TASK DIRECTIONS:
Output exactly the lines that run from the top of the entries to the line holding "Target: dry golden grass", including both of those lines.

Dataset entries
:::
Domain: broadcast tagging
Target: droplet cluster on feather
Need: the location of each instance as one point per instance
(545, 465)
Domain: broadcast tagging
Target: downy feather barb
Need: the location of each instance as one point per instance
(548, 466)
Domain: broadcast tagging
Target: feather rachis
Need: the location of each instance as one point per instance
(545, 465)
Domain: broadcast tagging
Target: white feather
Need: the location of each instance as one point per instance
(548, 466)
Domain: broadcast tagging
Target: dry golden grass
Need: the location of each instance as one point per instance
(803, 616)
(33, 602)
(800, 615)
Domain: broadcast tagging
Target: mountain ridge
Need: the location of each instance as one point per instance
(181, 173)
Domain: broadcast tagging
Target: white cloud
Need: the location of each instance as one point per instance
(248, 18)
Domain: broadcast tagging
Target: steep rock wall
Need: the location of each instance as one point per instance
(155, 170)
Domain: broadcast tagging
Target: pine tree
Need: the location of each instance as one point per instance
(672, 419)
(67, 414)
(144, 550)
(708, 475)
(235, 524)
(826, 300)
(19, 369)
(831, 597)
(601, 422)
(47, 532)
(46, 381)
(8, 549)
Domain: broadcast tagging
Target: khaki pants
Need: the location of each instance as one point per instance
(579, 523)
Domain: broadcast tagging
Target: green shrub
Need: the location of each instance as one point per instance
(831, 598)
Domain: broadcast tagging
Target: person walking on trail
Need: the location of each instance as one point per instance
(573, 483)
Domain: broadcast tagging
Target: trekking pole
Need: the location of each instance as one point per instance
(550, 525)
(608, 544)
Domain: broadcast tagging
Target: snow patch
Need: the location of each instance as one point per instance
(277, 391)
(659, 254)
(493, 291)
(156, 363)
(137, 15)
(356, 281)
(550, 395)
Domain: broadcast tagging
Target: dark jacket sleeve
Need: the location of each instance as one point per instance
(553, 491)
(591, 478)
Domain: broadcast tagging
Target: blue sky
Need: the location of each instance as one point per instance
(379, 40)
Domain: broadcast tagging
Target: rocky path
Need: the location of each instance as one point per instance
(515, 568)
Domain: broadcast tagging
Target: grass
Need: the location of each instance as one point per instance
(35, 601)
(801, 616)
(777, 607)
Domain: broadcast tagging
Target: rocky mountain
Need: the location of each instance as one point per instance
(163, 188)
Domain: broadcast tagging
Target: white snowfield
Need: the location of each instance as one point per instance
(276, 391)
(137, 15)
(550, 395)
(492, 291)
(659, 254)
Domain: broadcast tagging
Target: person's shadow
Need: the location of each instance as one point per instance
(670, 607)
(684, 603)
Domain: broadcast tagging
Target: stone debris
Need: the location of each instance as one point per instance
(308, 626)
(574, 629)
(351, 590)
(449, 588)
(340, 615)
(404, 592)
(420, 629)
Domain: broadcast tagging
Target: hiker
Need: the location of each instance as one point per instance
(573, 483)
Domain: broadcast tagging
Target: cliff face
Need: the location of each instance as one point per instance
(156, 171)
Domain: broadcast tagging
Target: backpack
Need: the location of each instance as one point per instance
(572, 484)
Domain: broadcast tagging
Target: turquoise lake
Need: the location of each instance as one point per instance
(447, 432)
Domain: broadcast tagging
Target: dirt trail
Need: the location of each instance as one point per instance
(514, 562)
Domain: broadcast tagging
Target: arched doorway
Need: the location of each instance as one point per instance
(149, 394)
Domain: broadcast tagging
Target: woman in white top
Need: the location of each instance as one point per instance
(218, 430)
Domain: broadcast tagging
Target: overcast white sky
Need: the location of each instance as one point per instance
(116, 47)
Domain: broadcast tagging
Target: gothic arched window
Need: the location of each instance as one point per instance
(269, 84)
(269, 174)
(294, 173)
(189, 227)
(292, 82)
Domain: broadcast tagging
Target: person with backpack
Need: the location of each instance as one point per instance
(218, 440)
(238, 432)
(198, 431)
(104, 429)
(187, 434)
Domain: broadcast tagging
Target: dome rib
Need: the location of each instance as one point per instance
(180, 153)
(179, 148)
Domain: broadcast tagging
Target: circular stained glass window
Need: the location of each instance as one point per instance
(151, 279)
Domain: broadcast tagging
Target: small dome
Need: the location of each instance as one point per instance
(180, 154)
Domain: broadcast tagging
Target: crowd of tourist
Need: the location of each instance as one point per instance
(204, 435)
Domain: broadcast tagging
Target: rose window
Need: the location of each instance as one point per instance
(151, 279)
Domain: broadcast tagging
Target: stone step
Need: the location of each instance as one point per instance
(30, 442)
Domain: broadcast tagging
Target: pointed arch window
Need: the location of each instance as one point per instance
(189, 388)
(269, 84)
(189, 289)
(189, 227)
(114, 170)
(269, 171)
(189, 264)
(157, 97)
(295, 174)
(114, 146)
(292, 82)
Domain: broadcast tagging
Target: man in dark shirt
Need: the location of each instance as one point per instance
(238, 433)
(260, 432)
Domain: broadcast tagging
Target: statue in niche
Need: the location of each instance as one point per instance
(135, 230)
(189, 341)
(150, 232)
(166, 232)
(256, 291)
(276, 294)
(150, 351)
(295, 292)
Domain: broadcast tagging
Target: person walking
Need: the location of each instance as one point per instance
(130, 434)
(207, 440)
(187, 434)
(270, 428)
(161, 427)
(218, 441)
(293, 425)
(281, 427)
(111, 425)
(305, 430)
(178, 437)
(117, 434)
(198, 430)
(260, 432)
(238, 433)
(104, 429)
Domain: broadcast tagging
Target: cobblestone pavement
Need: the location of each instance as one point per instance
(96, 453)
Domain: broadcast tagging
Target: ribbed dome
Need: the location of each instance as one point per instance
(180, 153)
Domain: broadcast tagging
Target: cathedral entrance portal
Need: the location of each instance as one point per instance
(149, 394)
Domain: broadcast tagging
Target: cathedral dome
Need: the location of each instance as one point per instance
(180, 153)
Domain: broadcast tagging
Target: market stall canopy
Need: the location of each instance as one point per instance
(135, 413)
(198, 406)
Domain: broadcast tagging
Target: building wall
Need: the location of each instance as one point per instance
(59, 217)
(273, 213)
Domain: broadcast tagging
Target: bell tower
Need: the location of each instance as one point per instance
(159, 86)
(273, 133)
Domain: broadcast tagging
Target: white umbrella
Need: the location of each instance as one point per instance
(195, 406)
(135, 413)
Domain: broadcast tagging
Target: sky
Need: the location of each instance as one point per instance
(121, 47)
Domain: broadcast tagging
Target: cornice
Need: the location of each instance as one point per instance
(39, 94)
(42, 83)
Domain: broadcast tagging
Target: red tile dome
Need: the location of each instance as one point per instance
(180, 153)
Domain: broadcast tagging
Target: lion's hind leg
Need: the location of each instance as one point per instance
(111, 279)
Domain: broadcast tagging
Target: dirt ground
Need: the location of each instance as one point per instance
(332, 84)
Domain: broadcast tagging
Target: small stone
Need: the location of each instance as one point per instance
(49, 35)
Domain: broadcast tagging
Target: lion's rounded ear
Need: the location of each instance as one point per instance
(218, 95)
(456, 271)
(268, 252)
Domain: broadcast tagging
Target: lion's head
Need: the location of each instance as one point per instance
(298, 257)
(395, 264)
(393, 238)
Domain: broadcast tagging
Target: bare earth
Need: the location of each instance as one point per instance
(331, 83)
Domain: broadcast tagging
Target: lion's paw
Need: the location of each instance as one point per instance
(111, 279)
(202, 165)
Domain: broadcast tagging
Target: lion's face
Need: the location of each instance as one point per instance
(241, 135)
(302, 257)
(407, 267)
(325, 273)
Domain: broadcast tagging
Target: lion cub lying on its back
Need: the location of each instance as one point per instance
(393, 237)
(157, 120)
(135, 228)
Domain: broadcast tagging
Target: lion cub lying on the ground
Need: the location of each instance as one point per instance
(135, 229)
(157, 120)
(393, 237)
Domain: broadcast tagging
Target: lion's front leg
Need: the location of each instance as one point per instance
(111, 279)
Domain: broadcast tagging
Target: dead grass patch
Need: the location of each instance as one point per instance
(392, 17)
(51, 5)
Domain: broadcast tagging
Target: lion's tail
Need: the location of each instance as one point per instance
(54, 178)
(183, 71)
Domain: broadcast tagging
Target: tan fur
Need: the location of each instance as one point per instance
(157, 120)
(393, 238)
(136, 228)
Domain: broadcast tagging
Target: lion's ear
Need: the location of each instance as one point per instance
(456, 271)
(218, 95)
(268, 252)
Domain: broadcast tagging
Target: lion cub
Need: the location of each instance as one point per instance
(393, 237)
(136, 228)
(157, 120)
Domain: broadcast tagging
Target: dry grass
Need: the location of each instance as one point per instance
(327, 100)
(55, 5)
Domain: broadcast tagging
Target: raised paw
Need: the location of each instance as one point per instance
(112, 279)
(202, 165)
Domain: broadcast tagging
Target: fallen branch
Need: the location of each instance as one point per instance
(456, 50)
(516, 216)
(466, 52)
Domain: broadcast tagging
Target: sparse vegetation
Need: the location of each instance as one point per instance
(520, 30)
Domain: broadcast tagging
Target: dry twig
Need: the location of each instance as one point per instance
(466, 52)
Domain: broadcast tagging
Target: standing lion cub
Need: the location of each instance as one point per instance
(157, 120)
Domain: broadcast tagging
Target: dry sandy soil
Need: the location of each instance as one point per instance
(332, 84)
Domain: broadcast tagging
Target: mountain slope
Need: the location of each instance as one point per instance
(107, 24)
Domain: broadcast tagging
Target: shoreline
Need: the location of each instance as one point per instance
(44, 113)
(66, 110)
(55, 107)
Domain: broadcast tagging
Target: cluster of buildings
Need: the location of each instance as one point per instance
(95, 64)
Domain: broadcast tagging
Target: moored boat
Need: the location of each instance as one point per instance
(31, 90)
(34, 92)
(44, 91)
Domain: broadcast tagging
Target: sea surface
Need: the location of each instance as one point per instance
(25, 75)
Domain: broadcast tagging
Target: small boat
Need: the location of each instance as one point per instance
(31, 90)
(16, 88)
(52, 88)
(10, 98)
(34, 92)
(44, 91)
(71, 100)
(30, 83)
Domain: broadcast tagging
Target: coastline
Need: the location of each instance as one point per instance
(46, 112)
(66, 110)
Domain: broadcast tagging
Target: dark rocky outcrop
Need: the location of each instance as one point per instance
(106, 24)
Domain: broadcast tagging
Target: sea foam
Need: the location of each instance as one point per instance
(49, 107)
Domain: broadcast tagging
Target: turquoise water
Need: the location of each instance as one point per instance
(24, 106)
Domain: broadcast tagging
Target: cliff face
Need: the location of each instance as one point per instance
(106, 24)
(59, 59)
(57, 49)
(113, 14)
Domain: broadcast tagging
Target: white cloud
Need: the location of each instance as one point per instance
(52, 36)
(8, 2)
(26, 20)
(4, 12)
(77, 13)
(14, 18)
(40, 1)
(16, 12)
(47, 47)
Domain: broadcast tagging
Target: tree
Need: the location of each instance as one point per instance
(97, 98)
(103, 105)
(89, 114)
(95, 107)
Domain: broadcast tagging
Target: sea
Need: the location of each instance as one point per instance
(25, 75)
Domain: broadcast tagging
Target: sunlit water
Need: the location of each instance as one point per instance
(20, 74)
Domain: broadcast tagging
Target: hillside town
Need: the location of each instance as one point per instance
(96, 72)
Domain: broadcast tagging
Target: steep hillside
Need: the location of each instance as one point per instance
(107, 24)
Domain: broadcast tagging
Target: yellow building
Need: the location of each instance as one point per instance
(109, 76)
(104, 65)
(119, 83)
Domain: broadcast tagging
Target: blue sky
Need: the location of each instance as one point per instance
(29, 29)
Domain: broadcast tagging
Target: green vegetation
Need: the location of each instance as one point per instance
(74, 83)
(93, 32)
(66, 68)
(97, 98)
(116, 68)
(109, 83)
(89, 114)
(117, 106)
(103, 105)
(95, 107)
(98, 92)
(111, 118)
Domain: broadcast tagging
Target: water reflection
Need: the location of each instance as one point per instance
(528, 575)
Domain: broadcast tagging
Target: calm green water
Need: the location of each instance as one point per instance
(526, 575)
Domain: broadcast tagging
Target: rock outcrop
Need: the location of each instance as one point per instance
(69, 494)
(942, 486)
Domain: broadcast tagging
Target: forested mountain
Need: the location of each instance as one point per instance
:::
YOUR RESPONSE:
Domain: broadcast tagging
Target: droplet cluster on feather
Need: the location of each instance as one point per instance
(545, 465)
Domain: broadcast tagging
Target: downy feather barb
Need: the location of each instance as one point per instance
(548, 466)
Domain: broadcast tagging
Target: feather rachis
Need: the location of each instance as one point per instance
(545, 465)
Domain: broadcast tagging
Target: white feather
Need: the location of each instance as one point per instance
(548, 466)
Domain: broadcast tagging
Target: dry golden grass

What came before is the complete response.